What you have to do → Rewrite the rows below so that every "marker" becomes "pin", with nothing else altered.

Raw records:
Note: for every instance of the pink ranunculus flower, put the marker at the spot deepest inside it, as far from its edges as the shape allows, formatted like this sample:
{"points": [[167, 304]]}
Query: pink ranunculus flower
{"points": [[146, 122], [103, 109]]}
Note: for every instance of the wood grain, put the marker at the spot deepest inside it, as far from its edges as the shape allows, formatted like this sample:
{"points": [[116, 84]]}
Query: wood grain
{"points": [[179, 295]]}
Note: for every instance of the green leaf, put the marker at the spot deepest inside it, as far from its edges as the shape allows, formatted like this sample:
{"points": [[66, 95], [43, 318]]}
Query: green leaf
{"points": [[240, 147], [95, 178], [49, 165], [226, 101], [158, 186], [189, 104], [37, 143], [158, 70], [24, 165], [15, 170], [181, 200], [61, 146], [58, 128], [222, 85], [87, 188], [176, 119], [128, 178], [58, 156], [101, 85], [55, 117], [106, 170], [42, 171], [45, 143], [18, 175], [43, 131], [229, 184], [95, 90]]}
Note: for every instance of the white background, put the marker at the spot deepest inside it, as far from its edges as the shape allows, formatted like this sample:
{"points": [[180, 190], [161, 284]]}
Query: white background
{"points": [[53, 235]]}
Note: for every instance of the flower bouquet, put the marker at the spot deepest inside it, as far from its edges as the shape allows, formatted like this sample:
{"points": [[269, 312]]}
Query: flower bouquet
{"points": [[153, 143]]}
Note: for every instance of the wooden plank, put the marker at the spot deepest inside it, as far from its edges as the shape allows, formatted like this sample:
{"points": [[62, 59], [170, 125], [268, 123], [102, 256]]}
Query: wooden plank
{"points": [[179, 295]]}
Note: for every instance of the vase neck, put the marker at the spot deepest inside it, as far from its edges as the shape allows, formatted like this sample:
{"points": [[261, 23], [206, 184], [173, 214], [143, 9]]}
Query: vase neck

Task result →
Note: for every instance of the pink ranunculus flower, put the pin at the spot deepest inside it, as far from its edges as the shape allows, formatted like this sample:
{"points": [[167, 304]]}
Query: pink ranunculus flower
{"points": [[146, 122], [103, 109]]}
Note: for every instance of the wood grain, put the pin at the spot deepest inside it, as far from its edges as the shape allows, formatted like this sample:
{"points": [[116, 84]]}
Query: wood grain
{"points": [[179, 295]]}
Note: for every instance of the green leaf, put the pin at the spot deepest inside it, as far from its edges as the shape allows, formatted like this sample:
{"points": [[66, 95], [43, 318]]}
Query: green leaf
{"points": [[240, 147], [95, 178], [49, 165], [226, 101], [158, 186], [189, 104], [37, 143], [158, 70], [24, 165], [15, 170], [181, 200], [61, 146], [58, 128], [222, 85], [87, 188], [176, 119], [128, 178], [58, 156], [101, 85], [55, 117], [106, 170], [42, 171], [45, 143], [18, 175], [43, 131], [229, 184], [95, 90]]}
Note: for every instance of the white background, put the pin at the spot deepest inside it, as far from its edges as the shape allows, formatted like this sample:
{"points": [[180, 190], [161, 284]]}
Query: white background
{"points": [[53, 235]]}
Note: for every instance of the flower bouquet, put the pin at the spot deepest inside it, as far from its edges as the shape allows, formatted like this sample:
{"points": [[269, 312]]}
Query: flower bouquet
{"points": [[153, 143]]}
Note: for every instance of the wooden plank, put the pin at the spot deepest inside it, as far from its edges as the shape allows, formatted like this sample:
{"points": [[62, 59], [170, 125], [268, 123], [102, 256]]}
Query: wooden plank
{"points": [[179, 295]]}
Note: for every instance of the vase neck, put the pin at the spot deepest inside it, as far from its edges as the shape allows, formatted like this sample:
{"points": [[261, 23], [206, 184], [173, 214], [143, 9]]}
Query: vase neck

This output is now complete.